» **Task input**:
⟨
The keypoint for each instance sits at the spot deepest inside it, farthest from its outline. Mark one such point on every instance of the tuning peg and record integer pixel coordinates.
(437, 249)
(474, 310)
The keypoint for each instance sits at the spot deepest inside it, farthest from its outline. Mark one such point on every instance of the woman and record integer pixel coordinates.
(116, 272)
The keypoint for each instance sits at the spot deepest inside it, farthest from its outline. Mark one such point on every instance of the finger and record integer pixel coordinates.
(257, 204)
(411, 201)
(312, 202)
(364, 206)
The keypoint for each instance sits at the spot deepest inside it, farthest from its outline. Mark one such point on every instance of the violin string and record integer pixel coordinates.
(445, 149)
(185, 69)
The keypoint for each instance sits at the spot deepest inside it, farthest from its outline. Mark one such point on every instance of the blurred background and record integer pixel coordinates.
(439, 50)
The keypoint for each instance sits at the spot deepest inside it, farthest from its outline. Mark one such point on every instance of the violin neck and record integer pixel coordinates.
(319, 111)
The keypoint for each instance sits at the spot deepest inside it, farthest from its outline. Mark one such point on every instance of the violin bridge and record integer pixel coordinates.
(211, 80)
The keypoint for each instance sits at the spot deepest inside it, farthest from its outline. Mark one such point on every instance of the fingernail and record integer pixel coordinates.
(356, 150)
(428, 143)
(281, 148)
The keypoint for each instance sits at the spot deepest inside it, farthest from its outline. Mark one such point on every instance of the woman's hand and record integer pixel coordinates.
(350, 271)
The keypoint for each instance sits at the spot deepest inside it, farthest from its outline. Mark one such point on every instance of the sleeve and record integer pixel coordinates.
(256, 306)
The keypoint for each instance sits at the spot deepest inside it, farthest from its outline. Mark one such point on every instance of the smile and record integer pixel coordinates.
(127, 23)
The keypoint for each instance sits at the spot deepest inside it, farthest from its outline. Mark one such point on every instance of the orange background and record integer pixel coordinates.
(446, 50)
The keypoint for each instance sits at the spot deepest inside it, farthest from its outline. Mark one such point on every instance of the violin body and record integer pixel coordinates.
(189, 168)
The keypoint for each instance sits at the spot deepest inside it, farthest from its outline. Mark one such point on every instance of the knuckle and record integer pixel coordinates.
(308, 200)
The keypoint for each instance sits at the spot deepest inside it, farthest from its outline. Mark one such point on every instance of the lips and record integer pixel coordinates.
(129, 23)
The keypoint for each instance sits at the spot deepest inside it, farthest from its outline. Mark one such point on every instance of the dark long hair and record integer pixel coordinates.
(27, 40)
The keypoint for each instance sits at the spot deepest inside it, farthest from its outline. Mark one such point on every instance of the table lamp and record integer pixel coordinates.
⟩
» **Directions**:
All of the records above are to be copied exactly.

» **Result of the task**:
The keypoint for each instance sits at the spot deepest inside it, farthest from its outline. Mark one such point on every instance of the tuning peg and record integer pixel coordinates.
(437, 249)
(474, 310)
The keypoint for each instance sits at the spot deepest inside it, farthest from its outline. Mark one such point on every instance of the woman and record integer pixel coordinates.
(116, 272)
The keypoint for each instance sits at the spot deepest inside it, farthest from its outline. Mark one such point on every instance of the finger and record integer pixel coordinates.
(257, 204)
(411, 201)
(312, 202)
(364, 206)
The keypoint for each instance sits at the spot deepest inside it, farthest from its outline. Mark one such point on every instance of the violin string and record integer pixel coordinates.
(445, 149)
(185, 69)
The keypoint for each instance sits at the spot deepest inside it, farthest from its outline. Mark one such point on every instance of the blurred background and record integer pixel coordinates.
(439, 50)
The keypoint for each instance sits at the spot deepest inside it, farthest from its outline. Mark one such point on every instance of the violin neck and record integer pixel coordinates.
(319, 111)
The keypoint for each instance sits at the spot deepest inside it, farthest from its outline. Mark one such point on every instance of the violin bridge and record integer pixel coordinates.
(211, 80)
The keypoint for each instance sits at the spot deepest inside it, farthest from its outline. Mark one such point on every instance of the fingernail and record integer pixel coordinates.
(356, 150)
(428, 143)
(281, 148)
The keypoint for each instance sits at the spot deepest inside it, farthest from its outline. Mark one such point on every instance of the woman's hand and record integer pixel coordinates.
(350, 271)
The keypoint for each instance sits at the spot deepest inside it, farthest from its outline. Mark one such point on every instance of the sleeve and record integer pixel coordinates.
(256, 306)
The keypoint for each instance sits at the spot deepest inside it, farthest from its outline. Mark one such point on every instance of the smile and record integer pixel coordinates.
(127, 23)
The keypoint for each instance sits at the spot deepest inside it, farthest from its outline. Mark one such point on every instance of the orange background and record integer pixel coordinates.
(446, 50)
The keypoint for each instance sits at the spot deepest inside it, farthest from its outline. Mark one such point on every instance of the violin body and record integer pixel coordinates.
(189, 168)
The keypoint for each instance sits at the spot deepest inside it, farthest from its outline. Mark one such point on every instance of the knuckle and record integer pixel coordinates.
(308, 200)
The keypoint for each instance sits at the spot deepest inside it, farthest from its outline. Mark one such point on every instance of the lips and record integer pixel coordinates.
(129, 23)
The keypoint for each instance sits at the spot deepest inside it, farthest from its outline. Mark one such point on every instance of the dark long hair and record integer pixel coordinates.
(27, 40)
The keypoint for each instance sits at the spot deepest inside it, farthest from its outline. Mark one such point on every instance of the table lamp and record integer pixel coordinates.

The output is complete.